**Stated task:**
Rewrite the records below, replacing "layout" with "format" everywhere it appears and leaving everything else unchanged.

# Given information start

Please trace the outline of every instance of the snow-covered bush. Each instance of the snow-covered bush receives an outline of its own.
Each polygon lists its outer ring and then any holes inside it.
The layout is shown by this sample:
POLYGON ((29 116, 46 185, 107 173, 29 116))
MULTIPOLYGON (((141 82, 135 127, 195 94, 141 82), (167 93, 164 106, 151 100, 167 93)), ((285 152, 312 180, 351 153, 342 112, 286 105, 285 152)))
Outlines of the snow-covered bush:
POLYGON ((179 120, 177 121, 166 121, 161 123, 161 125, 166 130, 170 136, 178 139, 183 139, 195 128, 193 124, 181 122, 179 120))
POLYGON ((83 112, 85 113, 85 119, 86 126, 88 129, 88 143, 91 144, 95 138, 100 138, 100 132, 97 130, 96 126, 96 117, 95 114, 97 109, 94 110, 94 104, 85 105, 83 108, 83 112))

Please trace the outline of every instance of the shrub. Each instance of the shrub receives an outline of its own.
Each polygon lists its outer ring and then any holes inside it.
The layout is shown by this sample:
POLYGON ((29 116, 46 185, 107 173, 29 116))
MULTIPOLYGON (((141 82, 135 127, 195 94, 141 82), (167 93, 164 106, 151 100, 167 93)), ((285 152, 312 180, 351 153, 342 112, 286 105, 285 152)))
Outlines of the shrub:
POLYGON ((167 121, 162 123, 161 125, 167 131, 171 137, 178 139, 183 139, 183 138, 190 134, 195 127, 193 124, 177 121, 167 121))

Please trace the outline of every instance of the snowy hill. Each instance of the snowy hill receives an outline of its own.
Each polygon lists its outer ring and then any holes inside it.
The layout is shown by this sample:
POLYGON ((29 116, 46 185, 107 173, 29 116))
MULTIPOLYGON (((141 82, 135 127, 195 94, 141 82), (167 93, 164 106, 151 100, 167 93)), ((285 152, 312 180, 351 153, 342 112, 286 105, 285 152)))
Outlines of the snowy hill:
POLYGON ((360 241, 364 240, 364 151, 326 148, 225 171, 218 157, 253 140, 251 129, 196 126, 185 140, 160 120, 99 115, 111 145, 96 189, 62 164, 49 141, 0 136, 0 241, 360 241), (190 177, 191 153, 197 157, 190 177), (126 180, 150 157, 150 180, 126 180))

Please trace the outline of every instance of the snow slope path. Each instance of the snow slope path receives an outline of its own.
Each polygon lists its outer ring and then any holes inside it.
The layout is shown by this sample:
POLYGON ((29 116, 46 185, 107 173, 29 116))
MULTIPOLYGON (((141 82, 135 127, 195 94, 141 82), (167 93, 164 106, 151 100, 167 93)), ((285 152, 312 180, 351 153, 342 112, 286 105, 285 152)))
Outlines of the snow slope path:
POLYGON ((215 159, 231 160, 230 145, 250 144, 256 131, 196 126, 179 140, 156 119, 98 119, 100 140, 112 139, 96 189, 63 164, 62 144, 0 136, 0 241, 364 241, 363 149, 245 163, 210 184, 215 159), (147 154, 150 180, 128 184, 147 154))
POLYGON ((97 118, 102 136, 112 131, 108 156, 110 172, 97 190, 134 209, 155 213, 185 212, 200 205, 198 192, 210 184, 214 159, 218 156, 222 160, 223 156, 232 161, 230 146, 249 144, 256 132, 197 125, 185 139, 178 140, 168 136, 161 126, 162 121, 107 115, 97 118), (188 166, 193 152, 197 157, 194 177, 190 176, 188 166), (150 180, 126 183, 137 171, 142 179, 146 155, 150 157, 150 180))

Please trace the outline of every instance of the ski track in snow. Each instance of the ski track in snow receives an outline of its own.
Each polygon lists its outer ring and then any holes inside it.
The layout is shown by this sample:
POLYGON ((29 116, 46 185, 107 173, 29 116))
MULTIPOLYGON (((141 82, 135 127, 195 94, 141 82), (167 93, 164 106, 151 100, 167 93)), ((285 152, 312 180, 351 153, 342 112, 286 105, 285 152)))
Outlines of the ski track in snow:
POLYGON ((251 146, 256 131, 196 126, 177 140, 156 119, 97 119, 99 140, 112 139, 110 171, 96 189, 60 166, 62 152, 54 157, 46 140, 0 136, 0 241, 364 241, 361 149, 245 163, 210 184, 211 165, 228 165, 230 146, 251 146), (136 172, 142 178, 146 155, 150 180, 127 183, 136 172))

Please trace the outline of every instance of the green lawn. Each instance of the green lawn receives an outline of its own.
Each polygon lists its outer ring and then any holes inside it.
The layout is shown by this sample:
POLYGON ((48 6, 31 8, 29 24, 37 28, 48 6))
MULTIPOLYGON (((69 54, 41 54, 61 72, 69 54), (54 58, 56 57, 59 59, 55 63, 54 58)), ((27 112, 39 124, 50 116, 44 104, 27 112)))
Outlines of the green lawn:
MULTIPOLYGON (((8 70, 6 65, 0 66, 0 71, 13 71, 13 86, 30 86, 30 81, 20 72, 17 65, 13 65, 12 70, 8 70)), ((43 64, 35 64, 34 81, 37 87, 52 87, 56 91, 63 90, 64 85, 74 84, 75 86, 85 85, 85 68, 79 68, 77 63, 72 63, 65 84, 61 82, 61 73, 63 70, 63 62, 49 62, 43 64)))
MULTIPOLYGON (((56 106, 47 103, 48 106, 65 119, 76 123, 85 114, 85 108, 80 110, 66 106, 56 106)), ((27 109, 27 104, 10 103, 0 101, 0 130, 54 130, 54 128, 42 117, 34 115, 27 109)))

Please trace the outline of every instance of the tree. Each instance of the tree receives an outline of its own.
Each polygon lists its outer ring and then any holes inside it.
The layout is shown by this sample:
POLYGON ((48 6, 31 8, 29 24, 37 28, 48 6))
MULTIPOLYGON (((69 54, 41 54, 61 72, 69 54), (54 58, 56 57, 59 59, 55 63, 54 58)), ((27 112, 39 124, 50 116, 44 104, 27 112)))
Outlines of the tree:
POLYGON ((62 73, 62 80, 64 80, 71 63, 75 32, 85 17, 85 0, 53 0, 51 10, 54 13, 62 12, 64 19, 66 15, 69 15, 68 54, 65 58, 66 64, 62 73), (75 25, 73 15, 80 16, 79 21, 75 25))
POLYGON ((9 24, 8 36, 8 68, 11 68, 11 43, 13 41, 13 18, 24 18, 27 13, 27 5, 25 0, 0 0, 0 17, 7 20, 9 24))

# Given information end

**Solution to this task:**
Please trace the outline of every instance of the snow-covered bush. Each instance of the snow-covered bush receives an outline of its own.
Each polygon lists its outer ring and then any holes inside it.
The format is shown by this sample:
POLYGON ((29 116, 46 185, 107 173, 29 116))
MULTIPOLYGON (((141 82, 135 127, 195 94, 141 82), (167 93, 164 106, 151 100, 167 93)), ((285 152, 312 180, 351 153, 342 112, 286 105, 285 152)))
Outlines of the snow-covered bush:
POLYGON ((179 120, 177 121, 166 121, 161 123, 161 125, 166 130, 170 136, 178 139, 183 139, 195 128, 193 124, 181 122, 179 120))
POLYGON ((83 112, 85 113, 85 119, 86 126, 88 129, 88 143, 91 144, 95 138, 100 138, 100 132, 97 130, 96 126, 96 117, 95 114, 97 109, 94 110, 94 104, 85 105, 83 108, 83 112))

Please trace the outline of every instance of the shrub. Each instance of the shrub receives an outline of its own.
Each polygon lists its outer ring and then any holes inside it.
The format is shown by this sample:
POLYGON ((29 116, 46 185, 107 173, 29 116))
MULTIPOLYGON (((141 82, 135 127, 195 94, 141 82), (167 93, 164 106, 151 100, 167 93)), ((285 152, 312 180, 351 153, 342 112, 286 105, 285 152)))
Outlines of the shrub:
POLYGON ((167 121, 162 123, 161 125, 167 131, 171 137, 178 139, 183 139, 183 138, 190 134, 195 127, 193 124, 177 121, 167 121))

Please trace the outline of every instance of the snowy hill. Each instance of the snowy hill receives an outline of its own.
Each polygon lists its outer ring and then any holes inside it.
The format is shown by this sample:
POLYGON ((29 116, 46 185, 107 173, 29 116))
MULTIPOLYGON (((141 82, 135 127, 195 94, 141 82), (167 93, 164 106, 151 100, 167 93)), ((285 152, 312 180, 351 153, 342 112, 286 105, 285 152)))
Outlines of the snowy hill:
POLYGON ((360 241, 364 240, 364 151, 326 148, 225 171, 218 157, 253 140, 251 129, 196 126, 185 140, 160 120, 99 115, 111 145, 96 189, 62 164, 49 141, 0 136, 0 241, 360 241), (190 177, 191 153, 197 157, 190 177), (126 180, 150 157, 150 180, 126 180))

Please trace the outline of every instance of the snow slope path. Each instance of the snow slope path receives an outline of its own.
Each polygon lists its outer ring and then any holes inside it.
The format is shown by this sample:
POLYGON ((29 116, 46 185, 107 173, 29 116))
MULTIPOLYGON (((141 82, 135 127, 195 94, 141 82), (167 93, 164 106, 151 100, 167 93)), ((285 152, 312 180, 351 153, 342 112, 286 105, 285 152)))
Outlines of the snow slope path:
POLYGON ((215 159, 231 160, 230 145, 250 144, 256 131, 196 126, 179 140, 156 119, 98 119, 100 140, 112 139, 96 189, 63 164, 62 144, 0 136, 0 241, 364 241, 363 149, 245 163, 210 184, 215 159), (147 154, 150 180, 128 184, 147 154))
POLYGON ((97 118, 102 136, 112 131, 108 156, 110 172, 97 190, 134 209, 155 213, 185 212, 200 205, 198 192, 210 184, 214 159, 218 156, 222 160, 223 156, 232 161, 230 146, 249 144, 256 132, 197 125, 185 139, 178 140, 168 136, 161 126, 162 121, 107 115, 97 118), (188 166, 193 152, 197 157, 194 177, 190 176, 188 166), (150 180, 126 183, 137 171, 142 179, 146 155, 150 157, 150 180))

Please trace the outline of every instance of the ski track in snow. Each instance of the ski track in snow receives an outline of its own.
Each polygon lists its outer ring and then any holes inside it.
The format is shown by this sample:
POLYGON ((29 116, 46 185, 107 173, 29 116))
MULTIPOLYGON (((141 82, 135 127, 195 94, 141 82), (167 93, 164 106, 151 100, 167 93)), ((285 152, 312 180, 351 153, 342 112, 286 105, 285 152)))
Outlines of the ski track in snow:
POLYGON ((251 146, 256 131, 196 126, 177 140, 156 119, 97 119, 99 140, 112 139, 110 171, 96 189, 60 166, 62 152, 54 157, 46 140, 0 136, 0 241, 364 241, 361 149, 245 163, 210 184, 211 165, 228 165, 230 146, 251 146), (136 172, 142 178, 146 155, 150 180, 127 183, 136 172))

Please trace the outline of every instance of the green lawn. Each instance of the green lawn receives an outline of its own.
Each polygon lists its outer ring and then any holes inside it.
The format is shown by this sample:
POLYGON ((48 6, 31 8, 29 24, 37 28, 48 6))
MULTIPOLYGON (((69 54, 41 54, 61 72, 69 54), (54 58, 56 57, 59 59, 55 63, 54 58)), ((27 112, 39 124, 50 116, 44 104, 27 112)))
Outlines of the green lawn:
MULTIPOLYGON (((8 70, 6 65, 0 66, 0 71, 13 71, 13 86, 30 86, 30 81, 20 72, 17 65, 13 65, 12 70, 8 70)), ((43 64, 35 64, 34 81, 37 87, 52 87, 56 91, 63 90, 64 85, 74 84, 75 86, 85 85, 85 68, 79 68, 77 63, 72 63, 65 84, 61 82, 61 73, 63 70, 63 62, 49 62, 43 64)))
MULTIPOLYGON (((56 106, 47 103, 48 106, 65 119, 76 123, 85 114, 85 108, 80 110, 66 106, 56 106)), ((27 109, 27 104, 10 103, 0 101, 0 130, 54 130, 54 128, 42 117, 34 115, 27 109)))

Please trace the outline of every instance of the tree. Each instance of the tree receives an outline of its own.
Each polygon lists its outer ring and then any holes inside it.
The format is shown by this sample:
POLYGON ((48 6, 31 8, 29 24, 37 28, 48 6))
MULTIPOLYGON (((69 54, 41 54, 61 72, 69 54), (54 58, 56 57, 59 59, 55 63, 54 58)), ((27 112, 39 124, 50 116, 44 104, 27 112)))
Outlines of the tree:
POLYGON ((62 73, 62 80, 64 80, 71 63, 75 32, 85 17, 85 0, 53 0, 51 10, 54 13, 62 12, 64 19, 66 15, 69 15, 68 54, 65 58, 66 64, 62 73), (75 25, 73 15, 80 16, 79 21, 75 25))
POLYGON ((9 24, 8 36, 8 68, 11 68, 11 43, 13 41, 13 18, 24 18, 27 13, 27 5, 25 0, 0 0, 0 17, 7 20, 9 24))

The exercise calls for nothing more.